── Task data ──
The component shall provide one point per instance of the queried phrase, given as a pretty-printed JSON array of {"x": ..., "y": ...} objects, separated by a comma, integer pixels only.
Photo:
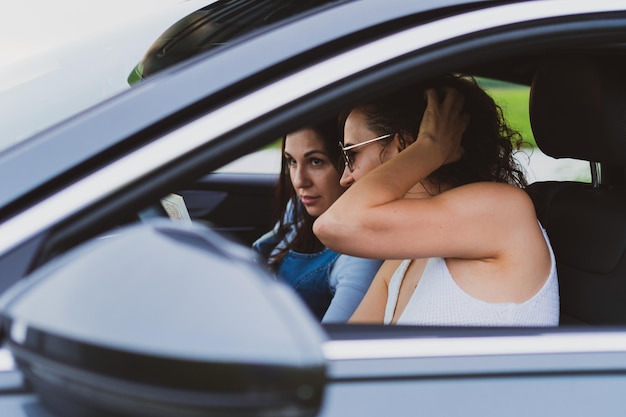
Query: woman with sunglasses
[
  {"x": 442, "y": 200},
  {"x": 332, "y": 285}
]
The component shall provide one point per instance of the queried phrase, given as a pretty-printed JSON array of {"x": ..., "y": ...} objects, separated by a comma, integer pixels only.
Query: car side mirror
[{"x": 163, "y": 319}]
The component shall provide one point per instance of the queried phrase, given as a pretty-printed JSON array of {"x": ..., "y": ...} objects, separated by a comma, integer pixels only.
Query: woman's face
[
  {"x": 314, "y": 178},
  {"x": 367, "y": 157}
]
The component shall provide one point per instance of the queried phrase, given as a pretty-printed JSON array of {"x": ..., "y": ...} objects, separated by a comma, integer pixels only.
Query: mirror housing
[{"x": 164, "y": 319}]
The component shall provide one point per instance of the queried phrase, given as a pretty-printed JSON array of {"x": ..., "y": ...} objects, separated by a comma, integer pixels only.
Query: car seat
[{"x": 578, "y": 110}]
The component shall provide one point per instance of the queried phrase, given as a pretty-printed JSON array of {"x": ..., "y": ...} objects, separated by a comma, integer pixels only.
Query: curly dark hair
[
  {"x": 305, "y": 240},
  {"x": 488, "y": 141}
]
───
* [Directive]
Make an exact copy of the records above, with the pictures left out.

* [Task response]
The component shall provide one point per instance of the queried phrase, given as a pretty-printed JSON array of {"x": ..., "y": ...} objects, separated by a comma, integer pixels only.
Photo:
Query: woman with sunglasses
[
  {"x": 442, "y": 200},
  {"x": 332, "y": 285}
]
The component shall provide one point per instance of the queried phrase, given as a pretty-printed JSON array of {"x": ..., "y": ...} objects, separated by a comma, integer pixels only.
Query: car side mirror
[{"x": 163, "y": 319}]
The component shall provide one point per instance of the queried phrase, given as a pretty-printed JSON array of {"x": ..., "y": ...} objects, separated by a comma, integer pixels only.
Query: woman's face
[
  {"x": 314, "y": 178},
  {"x": 367, "y": 157}
]
The component shall provide one point per instance of the queried phrase, given as a pretty-printed JSON array of {"x": ..., "y": ...} objects, separated by a comma, integer pixels only.
Query: mirror housing
[{"x": 164, "y": 319}]
The component shall provide one point per instance of the queried phrase, given as a pretty-printed JSON array of {"x": ..., "y": ...} objects, separated by a comma, integer pixels only.
Query: car seat
[{"x": 578, "y": 110}]
The component shall provide one point per instance of the queried phrase, given as a pretty-printed JSON array of {"x": ..., "y": ...} objects, separated by a comma, integer pixels only.
Query: curly dark hair
[
  {"x": 305, "y": 240},
  {"x": 488, "y": 141}
]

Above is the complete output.